> _The exercise_
Copy out every one of the following rows word for word.

⁂

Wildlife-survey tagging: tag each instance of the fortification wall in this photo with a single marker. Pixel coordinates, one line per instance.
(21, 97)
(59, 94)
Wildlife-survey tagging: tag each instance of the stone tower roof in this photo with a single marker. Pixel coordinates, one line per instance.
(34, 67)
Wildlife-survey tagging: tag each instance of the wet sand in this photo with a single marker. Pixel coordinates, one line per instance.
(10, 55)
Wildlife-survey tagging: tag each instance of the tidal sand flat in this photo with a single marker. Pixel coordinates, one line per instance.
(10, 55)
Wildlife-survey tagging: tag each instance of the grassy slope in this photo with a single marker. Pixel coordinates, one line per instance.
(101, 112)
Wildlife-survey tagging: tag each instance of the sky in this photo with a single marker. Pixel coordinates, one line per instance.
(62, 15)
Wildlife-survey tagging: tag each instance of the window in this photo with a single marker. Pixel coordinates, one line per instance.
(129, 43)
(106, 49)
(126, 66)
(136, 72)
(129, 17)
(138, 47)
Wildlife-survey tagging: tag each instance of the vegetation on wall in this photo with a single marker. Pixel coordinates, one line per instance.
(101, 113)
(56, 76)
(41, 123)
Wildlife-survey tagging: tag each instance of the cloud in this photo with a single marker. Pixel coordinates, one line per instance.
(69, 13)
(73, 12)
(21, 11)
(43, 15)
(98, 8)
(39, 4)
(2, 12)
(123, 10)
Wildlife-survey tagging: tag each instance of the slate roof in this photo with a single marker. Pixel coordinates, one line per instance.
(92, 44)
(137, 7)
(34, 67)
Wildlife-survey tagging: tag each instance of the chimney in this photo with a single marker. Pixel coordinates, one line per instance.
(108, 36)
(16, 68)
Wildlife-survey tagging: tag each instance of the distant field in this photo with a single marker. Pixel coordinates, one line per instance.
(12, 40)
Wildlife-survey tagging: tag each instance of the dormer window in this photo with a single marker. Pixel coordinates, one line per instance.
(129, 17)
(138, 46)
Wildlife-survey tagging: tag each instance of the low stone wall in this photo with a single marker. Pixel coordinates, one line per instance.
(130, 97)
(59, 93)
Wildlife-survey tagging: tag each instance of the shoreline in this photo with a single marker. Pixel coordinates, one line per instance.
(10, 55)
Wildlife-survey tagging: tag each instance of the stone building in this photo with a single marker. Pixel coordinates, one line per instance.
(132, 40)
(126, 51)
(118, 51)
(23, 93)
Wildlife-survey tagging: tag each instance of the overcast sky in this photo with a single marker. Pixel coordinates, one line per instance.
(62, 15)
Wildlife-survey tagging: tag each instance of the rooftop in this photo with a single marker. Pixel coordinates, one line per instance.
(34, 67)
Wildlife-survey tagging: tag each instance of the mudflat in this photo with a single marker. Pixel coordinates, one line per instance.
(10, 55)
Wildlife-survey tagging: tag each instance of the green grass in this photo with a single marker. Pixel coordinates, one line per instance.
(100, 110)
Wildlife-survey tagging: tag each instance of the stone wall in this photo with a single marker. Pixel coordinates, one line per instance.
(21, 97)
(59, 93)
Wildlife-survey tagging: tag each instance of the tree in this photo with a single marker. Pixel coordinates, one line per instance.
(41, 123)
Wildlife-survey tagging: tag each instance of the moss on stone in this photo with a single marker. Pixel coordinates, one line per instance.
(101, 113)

⁂

> _Answer in full_
Wildlife-survey tagging: tag each instance of the fortification wall in this photo with a single marker. Pixel coordinates, one line per instance.
(21, 97)
(59, 94)
Wildlife-survey tagging: tag each instance of the stone tower roof in this photo with a single marker. Pixel coordinates, one line per instance.
(34, 67)
Wildlife-survey tagging: tag each instance of the wet sand in this photo with a single marker. Pixel coordinates, one line per instance.
(10, 55)
Wildlife-survey tagging: tag each instance of the tidal sand flat in this photo with a single marker. Pixel coordinates, one line per instance.
(10, 55)
Wildlife-survey tagging: tag each instance of the grassy slope in this photo with a single marker. Pixel coordinates, one line per instance.
(101, 112)
Wildlife-survey tagging: tag each instance of the sky in this photo with a single marker. Pixel coordinates, one line per instance.
(62, 15)
Wildlife-survey tagging: tag each instance of the window in this photo with a single marker. Pixel coordinates, one line per instance.
(129, 43)
(106, 49)
(126, 66)
(136, 72)
(129, 17)
(138, 47)
Wildlife-survey tagging: tag each instance of the vegetation on wall in this photo with a single marker. Pixel coordinates, one line per instance.
(101, 113)
(56, 76)
(41, 123)
Wildlife-survey tagging: tag each instance of the cloud in this photo with a single marker. Pixel coordinates, one line per instance.
(69, 13)
(73, 12)
(21, 11)
(43, 15)
(98, 8)
(39, 4)
(2, 12)
(123, 10)
Wildlife-survey tagging: tag each instance of the slate roof in this photo with a single marker. Pixel coordinates, one line per instance.
(92, 44)
(137, 7)
(34, 67)
Wildlife-survey tagging: tag each instance of the chimney in this photo with a single marker. Pixel coordinates, one line per instance.
(108, 36)
(16, 68)
Wildlife-survey tagging: tag each instance of the distant field in this photo with a single marker. Pixel coordinates, one line per instance.
(12, 40)
Wildlife-survey tagging: tag each instance of the dormer window in this photo with a single marker. Pixel coordinates, one line per instance.
(129, 17)
(138, 46)
Wildlife-survey tagging: tag each instance of the low stone wall in this photo with a single marker. Pixel coordinates, one line per instance.
(130, 97)
(59, 93)
Wildlife-survey tagging: tag each instance of the shoreline in this photo with a single marker. Pixel coordinates, one line per instance.
(10, 55)
Wildlife-survey tagging: tag each instance of the stone building in this photo with a single marker. Pixel coordinates, one line per instance.
(132, 40)
(126, 51)
(118, 51)
(23, 93)
Wildlife-survey tagging: tag each instance of the overcast sky in this photo with a single marker. Pixel coordinates, one line per instance.
(62, 15)
Wildlife-survey tagging: tag each instance of the rooftop in this photo with a single marker. Pixel coordinates, one line per instance.
(34, 67)
Wildlife-survey tagging: tag each instance of the mudflat in this photo with a single marker. Pixel coordinates, one line per instance.
(10, 55)
Wildlife-survey tagging: tag each instance of the green grass in this photo with a single marker. Pixel coordinates, one line per instance.
(100, 110)
Wildlife-survey tagging: tag each instance of the stone wall in this photo with a single marker. Pixel coordinates, one line per instance.
(21, 97)
(59, 93)
Wildlife-survey tagging: tag each instance of the tree in this photo with a single marker. Pixel coordinates, one line per instance.
(41, 123)
Wildlife-survey tagging: tag each instance of the moss on stone in this photo with a single marker. Pixel coordinates, one line per instance.
(101, 113)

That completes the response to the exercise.